======== Records supplied

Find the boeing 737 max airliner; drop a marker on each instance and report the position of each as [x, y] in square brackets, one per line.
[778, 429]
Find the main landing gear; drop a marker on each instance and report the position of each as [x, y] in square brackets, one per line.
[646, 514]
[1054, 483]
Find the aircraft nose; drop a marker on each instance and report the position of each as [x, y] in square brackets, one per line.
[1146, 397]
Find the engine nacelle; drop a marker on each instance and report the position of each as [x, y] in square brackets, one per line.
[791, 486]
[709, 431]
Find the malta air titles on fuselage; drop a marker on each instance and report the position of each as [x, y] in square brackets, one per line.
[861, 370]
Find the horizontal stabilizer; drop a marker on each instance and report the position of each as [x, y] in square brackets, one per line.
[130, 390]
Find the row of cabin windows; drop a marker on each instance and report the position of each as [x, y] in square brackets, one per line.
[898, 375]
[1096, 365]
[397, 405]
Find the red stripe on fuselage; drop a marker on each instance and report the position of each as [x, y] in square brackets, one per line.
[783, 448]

================

**Stated problem**
Rewrite all of the data above as a JSON list of strings, with one string per line and no blank lines.

**Solution for this problem**
[
  "Find the boeing 737 max airliner; drop a marker on each instance and report the position of each as [x, y] in square brackets, one per line.",
  "[778, 429]",
  "Find the main landing gear; drop a marker on each instance and report the position of each as [x, y] in square brackets, one per line.",
  "[646, 514]",
  "[1054, 483]",
  "Find the aircraft nose; drop a marker on each instance and report the position of each as [x, y] in square brackets, one per line.",
  "[1146, 397]",
  "Find the engine nacelle; drop a marker on each instance and report the position of each as [x, y] in square brackets, one per line.",
  "[791, 486]",
  "[709, 431]",
  "Find the malta air titles on fuselage; drop a marker on each instance and report the position of each as [x, y] in square brackets, one per line.",
  "[861, 370]",
  "Find the horizontal stabilizer; drop a marker on each instance and report the position of each as [x, y] in square brackets, one per line.",
  "[130, 390]",
  "Find the row of cabin windows; drop a marker on each instance and report the position of each as [x, y] in square brackets, one per line.",
  "[898, 375]",
  "[1096, 365]",
  "[397, 405]",
  "Find the red stripe on fuselage; drop a marker on each instance and report the position of each as [x, y] in square brackets, one per line.",
  "[783, 448]"
]